■ Prompt:
Take every line in the entries that includes the word "wall" and copy it.

■ Task data:
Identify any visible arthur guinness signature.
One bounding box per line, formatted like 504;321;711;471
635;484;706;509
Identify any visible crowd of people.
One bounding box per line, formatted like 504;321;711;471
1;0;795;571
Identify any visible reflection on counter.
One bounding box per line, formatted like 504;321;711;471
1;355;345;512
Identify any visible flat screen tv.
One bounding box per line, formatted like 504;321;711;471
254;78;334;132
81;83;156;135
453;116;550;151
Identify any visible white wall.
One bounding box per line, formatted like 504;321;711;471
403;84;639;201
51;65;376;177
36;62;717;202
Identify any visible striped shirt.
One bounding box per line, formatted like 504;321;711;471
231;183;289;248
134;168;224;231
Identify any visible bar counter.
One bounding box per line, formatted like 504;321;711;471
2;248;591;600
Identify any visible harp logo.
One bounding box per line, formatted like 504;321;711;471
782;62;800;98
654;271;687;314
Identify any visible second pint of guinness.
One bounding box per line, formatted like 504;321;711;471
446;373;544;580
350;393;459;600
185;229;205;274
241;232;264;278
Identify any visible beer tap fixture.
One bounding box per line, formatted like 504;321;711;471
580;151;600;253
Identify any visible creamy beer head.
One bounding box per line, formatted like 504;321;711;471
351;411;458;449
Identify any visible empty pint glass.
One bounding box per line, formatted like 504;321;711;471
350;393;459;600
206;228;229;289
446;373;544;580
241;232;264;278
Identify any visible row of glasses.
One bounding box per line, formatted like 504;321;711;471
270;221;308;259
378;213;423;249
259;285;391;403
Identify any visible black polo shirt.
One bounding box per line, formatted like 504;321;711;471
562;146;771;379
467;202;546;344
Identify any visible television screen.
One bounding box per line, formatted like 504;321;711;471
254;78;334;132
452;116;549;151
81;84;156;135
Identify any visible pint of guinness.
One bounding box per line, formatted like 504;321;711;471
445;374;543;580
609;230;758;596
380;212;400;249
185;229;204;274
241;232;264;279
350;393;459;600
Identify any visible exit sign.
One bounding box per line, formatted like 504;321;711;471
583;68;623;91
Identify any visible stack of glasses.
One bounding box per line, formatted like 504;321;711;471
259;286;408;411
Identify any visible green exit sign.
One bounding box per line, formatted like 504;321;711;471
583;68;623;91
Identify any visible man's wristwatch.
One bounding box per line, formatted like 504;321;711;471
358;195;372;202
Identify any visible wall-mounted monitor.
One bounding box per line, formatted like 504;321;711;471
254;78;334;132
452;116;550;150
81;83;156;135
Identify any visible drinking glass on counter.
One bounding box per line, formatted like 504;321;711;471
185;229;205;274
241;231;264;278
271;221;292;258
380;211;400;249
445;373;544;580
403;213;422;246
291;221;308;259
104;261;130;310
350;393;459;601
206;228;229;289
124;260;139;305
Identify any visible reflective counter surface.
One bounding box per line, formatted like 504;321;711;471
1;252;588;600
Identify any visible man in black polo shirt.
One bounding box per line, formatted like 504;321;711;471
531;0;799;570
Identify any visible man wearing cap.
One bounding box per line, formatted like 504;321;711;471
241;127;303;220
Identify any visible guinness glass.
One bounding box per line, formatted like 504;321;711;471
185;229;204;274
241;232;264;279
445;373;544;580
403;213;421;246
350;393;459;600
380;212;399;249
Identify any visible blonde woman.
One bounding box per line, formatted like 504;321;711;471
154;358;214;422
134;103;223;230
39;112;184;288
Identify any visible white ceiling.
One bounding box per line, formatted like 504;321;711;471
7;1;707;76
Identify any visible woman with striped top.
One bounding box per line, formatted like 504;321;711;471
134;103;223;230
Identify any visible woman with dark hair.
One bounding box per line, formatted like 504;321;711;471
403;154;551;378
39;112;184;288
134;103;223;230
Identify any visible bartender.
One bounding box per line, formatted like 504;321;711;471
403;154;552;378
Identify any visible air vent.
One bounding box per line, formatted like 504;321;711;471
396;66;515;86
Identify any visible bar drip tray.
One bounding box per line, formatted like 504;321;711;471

■ Problem solution:
Identify any visible white wall.
Identify any visible wall-mounted monitor.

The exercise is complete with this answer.